▶ _Text provided_:
%%

Section 3: The exceptions
There are a few exceptions I can think of when a complete rebuild from scratch was an improvement. One would be Git. In a few months, one of the most prominent software geniuses of our era invented a source-control system so superior to everything else that it has been adopted universally in a few years, despite the intimidating interface.
The times a rebuild is justified seem to be when many of these criteria apply:
- You’re a known and well-respected name that people trust so much the community might standardize on what you make (e.g. Linus Thorvalds, Google)
- The existing systems are all awful in fundamental ways, not simple in easily-patchable ways (e.g. UI)
- You can make your system backward compatible (C++ allows assembler, Scala allows Java) and thus can reuse existing knowledge and tools
- You’re so smart and not-average that your system isn’t going to have the myriad of unanticipated flaws that most software systems you want to replace will. For example, angular, backbone, nosql, are all community fails.
- Your system is already built-in or easily-integrated with existing systems (e.g. JSON being interpretable in all browsers automatically)
Section 4: What can one do?
- Wait years before adopting a technology in professional use for a major use-case– let other companies beta it for you and file all the bug reports.
- Roll your eyes the next time somebody tells you about a new sexy technology
- Next time you have a brilliant idea, instead of thinking “How great it would be if the entire dev ecosystem adapted itself to use my invention” think “Is there any open-source project out there that can be minimally adapted to reap this same benefit?”

%%

▶ _What this task involves_:
Reproduce the essay on software rebuilds verbatim between "Section 3: The" and "the intimidating interface.", inclusive. The items presented here were drawn from a separate source.

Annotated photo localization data
%%

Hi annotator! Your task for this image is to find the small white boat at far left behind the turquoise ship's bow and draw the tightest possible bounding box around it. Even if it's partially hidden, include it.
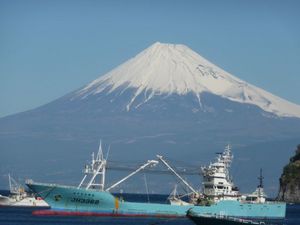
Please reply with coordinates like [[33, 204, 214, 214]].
[[0, 174, 49, 208]]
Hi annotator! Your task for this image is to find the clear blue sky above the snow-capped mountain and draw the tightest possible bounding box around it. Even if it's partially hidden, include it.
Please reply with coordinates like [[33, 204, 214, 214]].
[[0, 0, 300, 117]]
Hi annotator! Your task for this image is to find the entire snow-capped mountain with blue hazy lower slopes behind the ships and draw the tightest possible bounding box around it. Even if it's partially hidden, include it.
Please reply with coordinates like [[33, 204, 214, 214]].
[[0, 42, 300, 193]]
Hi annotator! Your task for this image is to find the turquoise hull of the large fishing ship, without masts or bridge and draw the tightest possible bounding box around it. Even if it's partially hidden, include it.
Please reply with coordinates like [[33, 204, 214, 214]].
[[27, 183, 286, 219]]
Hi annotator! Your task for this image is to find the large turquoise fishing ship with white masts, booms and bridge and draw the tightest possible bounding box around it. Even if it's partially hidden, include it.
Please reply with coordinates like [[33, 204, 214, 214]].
[[26, 144, 286, 219]]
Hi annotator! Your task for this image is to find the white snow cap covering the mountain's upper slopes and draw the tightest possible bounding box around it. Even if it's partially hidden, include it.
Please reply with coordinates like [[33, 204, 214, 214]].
[[76, 42, 300, 117]]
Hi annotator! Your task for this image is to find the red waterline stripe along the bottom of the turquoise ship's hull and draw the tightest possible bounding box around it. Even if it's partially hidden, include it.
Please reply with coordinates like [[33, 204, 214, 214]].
[[32, 210, 185, 218]]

%%

▶ _Exercise response_:
Section 3: The exceptions
There are a few exceptions I can think of when a complete rebuild from scratch was an improvement. One would be Git. In a few months, one of the most prominent software geniuses of our era invented a source-control system so superior to everything else that it has been adopted universally in a few years, despite the intimidating interface.